▶ _What needs to be done_:
Could you copy exactly the line that contains "If you could tag each instance of the white" and every line after it to the end of the records, and nothing more?

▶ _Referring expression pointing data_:
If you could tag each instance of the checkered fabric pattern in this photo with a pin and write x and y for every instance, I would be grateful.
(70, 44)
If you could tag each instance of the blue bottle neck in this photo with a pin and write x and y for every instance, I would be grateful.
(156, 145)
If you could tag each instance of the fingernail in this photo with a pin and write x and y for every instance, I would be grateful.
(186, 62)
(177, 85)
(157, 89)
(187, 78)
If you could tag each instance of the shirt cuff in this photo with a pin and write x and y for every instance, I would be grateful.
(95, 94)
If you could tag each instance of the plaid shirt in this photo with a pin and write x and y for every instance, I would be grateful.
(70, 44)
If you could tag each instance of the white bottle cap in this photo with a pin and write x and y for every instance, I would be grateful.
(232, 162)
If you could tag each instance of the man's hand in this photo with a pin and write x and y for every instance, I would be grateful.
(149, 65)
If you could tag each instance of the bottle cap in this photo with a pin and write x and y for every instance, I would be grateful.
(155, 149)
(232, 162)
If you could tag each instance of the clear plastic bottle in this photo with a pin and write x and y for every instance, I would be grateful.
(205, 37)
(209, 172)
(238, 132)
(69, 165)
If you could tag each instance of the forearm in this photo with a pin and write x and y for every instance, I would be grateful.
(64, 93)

▶ _Result of the exercise_:
If you could tag each instance of the white bottle cap in this photo with a pin and write x and y for every instance, I would be grateful.
(232, 162)
If you could tag each instance of the man's hand in this photo with a pin and write x and y for every instance, I would be grateful.
(149, 65)
If you could tag each instance of the bottle cap in this photo with a pin and write x and y for every instance, I would be grateful.
(155, 149)
(232, 162)
If you could tag each instance of the clear plastic bottle in this photo with a pin and write x and y for every instance, I would be grateful.
(205, 37)
(209, 172)
(238, 132)
(69, 165)
If you could tag each instance of the forearm in this photo with a pin and write x and y for every instance, I would be grateful.
(64, 93)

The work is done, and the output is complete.